[MATERIAL PROVIDED Boundary: Start]
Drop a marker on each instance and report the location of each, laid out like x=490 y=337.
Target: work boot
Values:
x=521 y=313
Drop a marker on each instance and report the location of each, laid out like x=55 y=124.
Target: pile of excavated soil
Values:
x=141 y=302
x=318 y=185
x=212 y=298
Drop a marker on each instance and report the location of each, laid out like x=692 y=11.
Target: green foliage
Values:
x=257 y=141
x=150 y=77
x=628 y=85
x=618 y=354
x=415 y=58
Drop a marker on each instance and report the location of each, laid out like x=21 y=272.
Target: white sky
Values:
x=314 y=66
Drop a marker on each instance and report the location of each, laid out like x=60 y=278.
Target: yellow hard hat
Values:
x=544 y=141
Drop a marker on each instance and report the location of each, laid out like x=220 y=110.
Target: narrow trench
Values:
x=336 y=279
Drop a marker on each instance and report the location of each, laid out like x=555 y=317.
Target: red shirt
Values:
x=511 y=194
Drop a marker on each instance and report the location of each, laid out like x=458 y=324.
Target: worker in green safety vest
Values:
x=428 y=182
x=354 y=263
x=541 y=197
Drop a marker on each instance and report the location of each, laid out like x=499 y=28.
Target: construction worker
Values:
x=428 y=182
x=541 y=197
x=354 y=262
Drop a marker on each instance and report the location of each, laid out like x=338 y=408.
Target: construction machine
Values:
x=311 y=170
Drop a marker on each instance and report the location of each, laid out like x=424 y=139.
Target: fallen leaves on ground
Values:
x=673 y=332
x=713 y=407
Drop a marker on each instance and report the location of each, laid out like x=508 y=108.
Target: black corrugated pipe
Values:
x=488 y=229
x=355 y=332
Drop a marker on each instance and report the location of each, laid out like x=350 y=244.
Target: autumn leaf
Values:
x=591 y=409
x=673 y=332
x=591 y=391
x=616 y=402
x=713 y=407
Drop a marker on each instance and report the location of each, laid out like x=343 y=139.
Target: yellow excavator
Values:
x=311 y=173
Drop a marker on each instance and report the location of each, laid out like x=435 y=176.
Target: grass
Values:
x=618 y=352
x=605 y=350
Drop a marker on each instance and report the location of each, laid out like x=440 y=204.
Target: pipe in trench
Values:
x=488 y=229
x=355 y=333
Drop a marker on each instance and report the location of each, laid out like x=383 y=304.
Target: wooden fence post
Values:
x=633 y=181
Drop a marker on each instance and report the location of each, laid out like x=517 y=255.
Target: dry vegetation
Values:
[MATERIAL PROVIDED Boundary: End]
Every record above is to be restated exactly as it reads.

SOLUTION TO THIS PROBLEM →
Drop a marker on each instance and report the location of each, laid out like x=490 y=337.
Target: work boot
Values:
x=521 y=313
Drop a marker on each instance and report the location of each, laid out like x=55 y=124.
Target: pile of excavated soil
Values:
x=141 y=302
x=318 y=185
x=212 y=298
Drop a marker on each instance and report the location of each, laid out like x=692 y=11.
Target: green foliage
Values:
x=257 y=141
x=150 y=77
x=628 y=85
x=618 y=354
x=415 y=58
Drop a marker on each instance and report the location of each, laid out like x=21 y=272.
Target: white sky
Values:
x=314 y=66
Drop a marker on each instance and report the location of each, laid out like x=60 y=278.
Target: yellow hard hat
Values:
x=544 y=141
Drop a marker on each instance and report the location of each, laid out like x=220 y=110.
Target: narrow trench
Values:
x=336 y=279
Drop a marker on each instance and report the location of each, laid out like x=555 y=317.
Target: red shirt
Values:
x=511 y=194
Drop a marker on each instance and report the location of each, laid out like x=458 y=324.
Target: worker in green safety vest
Values:
x=428 y=182
x=354 y=263
x=541 y=197
Drop a marker on each instance and report the location of each, laid out like x=499 y=28.
Target: construction worker
Values:
x=428 y=182
x=541 y=197
x=354 y=262
Drop a marker on each instance and report the location of each, laid out like x=338 y=408.
Target: construction machine
Values:
x=311 y=170
Drop a marker on each instance and report the location of each, laid out like x=424 y=139.
Target: fallen leaves on ground
Values:
x=673 y=332
x=713 y=407
Drop a marker on each instance and report the location of each, laid out like x=508 y=108.
Target: black corrugated pipe
Values:
x=488 y=229
x=355 y=332
Drop a marker on each instance and report the location of each, laid out like x=350 y=244.
Target: autumn leaf
Values:
x=591 y=409
x=673 y=332
x=591 y=391
x=616 y=402
x=713 y=407
Drop a marker on each instance and report the location of each, laid out like x=343 y=139.
Target: yellow excavator
Values:
x=311 y=173
Drop a marker on each instance and report the location of each, laid out like x=435 y=176.
Target: grass
Values:
x=618 y=352
x=605 y=350
Drop a marker on each instance and report the location of each, laid out like x=440 y=204.
Target: pipe in trench
Values:
x=488 y=229
x=355 y=333
Drop a marker on each instance and report the location of each, laid out like x=383 y=304.
Target: wooden fence post
Values:
x=633 y=181
Drop a marker on each instance and report the location of each, laid out like x=517 y=255.
Target: dry vegetation
Values:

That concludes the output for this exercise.